[[ MATERIAL FOR THE TASK open ]]

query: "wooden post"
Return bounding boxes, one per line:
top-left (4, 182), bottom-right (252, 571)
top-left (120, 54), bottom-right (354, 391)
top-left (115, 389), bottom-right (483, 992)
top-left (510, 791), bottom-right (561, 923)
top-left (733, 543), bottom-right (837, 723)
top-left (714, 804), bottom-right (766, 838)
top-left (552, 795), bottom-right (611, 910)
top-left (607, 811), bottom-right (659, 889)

[[ MATERIAL FOR THE TASK closed ]]
[[ MATERIAL FOR THE TASK open ]]

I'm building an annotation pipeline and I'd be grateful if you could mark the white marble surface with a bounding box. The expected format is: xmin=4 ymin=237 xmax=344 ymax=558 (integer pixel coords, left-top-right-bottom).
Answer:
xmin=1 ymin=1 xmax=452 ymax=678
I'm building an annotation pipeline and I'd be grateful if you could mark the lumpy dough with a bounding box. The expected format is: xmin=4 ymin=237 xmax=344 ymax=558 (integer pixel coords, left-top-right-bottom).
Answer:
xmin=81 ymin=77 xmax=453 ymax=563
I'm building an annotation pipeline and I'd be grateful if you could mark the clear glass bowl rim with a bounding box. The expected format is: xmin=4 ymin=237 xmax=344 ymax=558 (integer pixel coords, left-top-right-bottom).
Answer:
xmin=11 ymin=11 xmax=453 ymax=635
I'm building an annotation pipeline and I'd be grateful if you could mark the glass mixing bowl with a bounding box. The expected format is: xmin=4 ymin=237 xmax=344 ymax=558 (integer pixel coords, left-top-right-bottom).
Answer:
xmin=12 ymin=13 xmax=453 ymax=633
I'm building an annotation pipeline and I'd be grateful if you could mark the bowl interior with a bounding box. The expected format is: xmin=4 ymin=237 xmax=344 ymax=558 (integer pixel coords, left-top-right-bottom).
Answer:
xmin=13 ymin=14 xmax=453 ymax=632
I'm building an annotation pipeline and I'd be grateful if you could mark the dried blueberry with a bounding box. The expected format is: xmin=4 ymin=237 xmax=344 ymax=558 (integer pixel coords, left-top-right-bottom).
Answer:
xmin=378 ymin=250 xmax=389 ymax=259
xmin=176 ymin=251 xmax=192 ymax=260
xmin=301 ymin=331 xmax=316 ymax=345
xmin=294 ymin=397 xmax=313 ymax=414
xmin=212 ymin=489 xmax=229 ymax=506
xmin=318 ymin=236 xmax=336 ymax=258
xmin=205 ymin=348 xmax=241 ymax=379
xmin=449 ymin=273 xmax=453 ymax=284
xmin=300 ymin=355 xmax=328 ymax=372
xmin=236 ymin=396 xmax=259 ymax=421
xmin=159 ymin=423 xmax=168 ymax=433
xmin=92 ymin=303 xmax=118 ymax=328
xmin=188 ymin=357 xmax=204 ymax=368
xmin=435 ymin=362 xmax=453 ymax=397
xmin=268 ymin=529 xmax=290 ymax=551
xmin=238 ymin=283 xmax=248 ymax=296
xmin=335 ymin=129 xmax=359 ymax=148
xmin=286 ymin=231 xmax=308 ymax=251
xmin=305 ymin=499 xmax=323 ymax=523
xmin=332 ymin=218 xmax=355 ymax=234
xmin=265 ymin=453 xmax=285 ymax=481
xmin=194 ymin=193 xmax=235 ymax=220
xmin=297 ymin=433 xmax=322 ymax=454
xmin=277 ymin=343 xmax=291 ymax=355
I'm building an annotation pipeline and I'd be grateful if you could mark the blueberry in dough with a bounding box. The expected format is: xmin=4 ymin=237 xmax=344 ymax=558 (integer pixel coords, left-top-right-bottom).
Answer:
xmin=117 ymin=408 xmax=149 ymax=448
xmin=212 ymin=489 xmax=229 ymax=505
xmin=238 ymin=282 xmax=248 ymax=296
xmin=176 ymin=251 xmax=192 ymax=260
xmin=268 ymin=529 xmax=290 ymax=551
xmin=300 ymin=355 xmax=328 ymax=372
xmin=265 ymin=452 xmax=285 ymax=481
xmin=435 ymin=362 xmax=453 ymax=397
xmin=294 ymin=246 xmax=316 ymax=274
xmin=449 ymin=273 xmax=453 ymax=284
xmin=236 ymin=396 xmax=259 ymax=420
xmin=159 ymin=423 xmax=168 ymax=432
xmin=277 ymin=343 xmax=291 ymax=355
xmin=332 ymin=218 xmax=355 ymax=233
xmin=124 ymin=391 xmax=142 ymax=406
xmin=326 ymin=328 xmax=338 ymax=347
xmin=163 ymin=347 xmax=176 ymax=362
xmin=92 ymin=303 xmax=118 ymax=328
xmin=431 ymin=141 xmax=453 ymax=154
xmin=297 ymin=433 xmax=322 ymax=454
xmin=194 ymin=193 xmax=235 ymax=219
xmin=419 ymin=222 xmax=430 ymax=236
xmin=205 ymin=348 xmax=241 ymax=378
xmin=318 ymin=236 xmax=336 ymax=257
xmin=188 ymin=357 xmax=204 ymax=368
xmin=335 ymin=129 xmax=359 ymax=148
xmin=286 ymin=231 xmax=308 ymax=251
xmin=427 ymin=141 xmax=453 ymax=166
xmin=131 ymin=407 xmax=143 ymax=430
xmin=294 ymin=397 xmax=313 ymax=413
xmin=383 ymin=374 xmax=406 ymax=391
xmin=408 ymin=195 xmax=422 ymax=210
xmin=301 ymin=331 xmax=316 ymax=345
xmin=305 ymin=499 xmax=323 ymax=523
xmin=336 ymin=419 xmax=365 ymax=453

[[ MATERIAL FOR THE TASK closed ]]

» WHAT THIS TASK INVOLVES
Provide only the number of lines above that contain the word "annotation".

» RESPONSE FOR THIS EXERCISE
7